**What you need to do:** Convert the lines of the listing below into a numbered list, starting with the line that contains "Q: For every instance of the shuttered" and going on through the line that contains "x=166, y=73". Include both of those lines and leave out any blank lines.

**Material provided:**

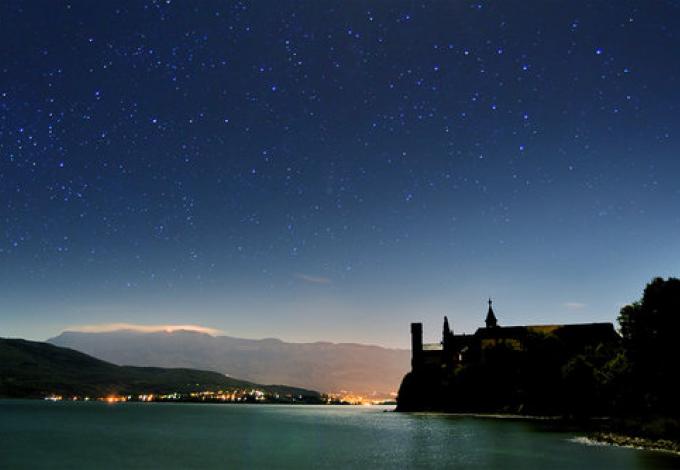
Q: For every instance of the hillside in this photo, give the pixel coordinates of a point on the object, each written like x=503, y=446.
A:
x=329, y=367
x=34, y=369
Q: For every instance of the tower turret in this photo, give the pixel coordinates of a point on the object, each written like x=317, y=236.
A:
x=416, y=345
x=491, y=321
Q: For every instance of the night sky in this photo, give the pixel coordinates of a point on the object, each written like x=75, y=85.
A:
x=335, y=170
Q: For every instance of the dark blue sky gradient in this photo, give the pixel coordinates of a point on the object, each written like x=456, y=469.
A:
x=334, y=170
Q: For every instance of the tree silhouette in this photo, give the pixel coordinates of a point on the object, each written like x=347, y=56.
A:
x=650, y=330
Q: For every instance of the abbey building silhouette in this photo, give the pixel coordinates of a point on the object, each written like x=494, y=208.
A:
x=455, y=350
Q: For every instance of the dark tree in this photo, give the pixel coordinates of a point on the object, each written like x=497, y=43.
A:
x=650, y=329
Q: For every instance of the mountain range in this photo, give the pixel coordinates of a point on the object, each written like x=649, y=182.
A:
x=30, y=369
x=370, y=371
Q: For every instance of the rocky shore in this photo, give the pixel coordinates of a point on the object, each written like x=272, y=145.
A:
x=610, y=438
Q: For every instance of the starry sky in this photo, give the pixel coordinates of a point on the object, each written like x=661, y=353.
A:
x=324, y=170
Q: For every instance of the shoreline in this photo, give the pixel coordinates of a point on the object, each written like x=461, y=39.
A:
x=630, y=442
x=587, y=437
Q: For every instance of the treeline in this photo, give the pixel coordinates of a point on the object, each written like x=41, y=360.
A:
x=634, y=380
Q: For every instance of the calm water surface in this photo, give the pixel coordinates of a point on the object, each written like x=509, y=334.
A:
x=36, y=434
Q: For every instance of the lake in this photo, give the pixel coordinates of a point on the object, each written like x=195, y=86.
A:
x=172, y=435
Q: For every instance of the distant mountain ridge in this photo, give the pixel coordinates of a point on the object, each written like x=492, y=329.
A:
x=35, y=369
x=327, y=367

--

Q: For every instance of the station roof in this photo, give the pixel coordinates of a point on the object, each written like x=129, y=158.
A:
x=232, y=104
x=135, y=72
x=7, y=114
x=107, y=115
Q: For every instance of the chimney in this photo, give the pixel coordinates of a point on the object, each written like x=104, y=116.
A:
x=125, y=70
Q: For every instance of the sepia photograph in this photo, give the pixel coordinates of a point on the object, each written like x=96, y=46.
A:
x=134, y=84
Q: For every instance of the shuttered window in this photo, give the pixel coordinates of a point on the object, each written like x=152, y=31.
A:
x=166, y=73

**Full solution:**
1. Q: For every instance of the shuttered window in this photo, give the pixel coordinates of a point on the object, each written like x=152, y=31.
2. A:
3. x=166, y=73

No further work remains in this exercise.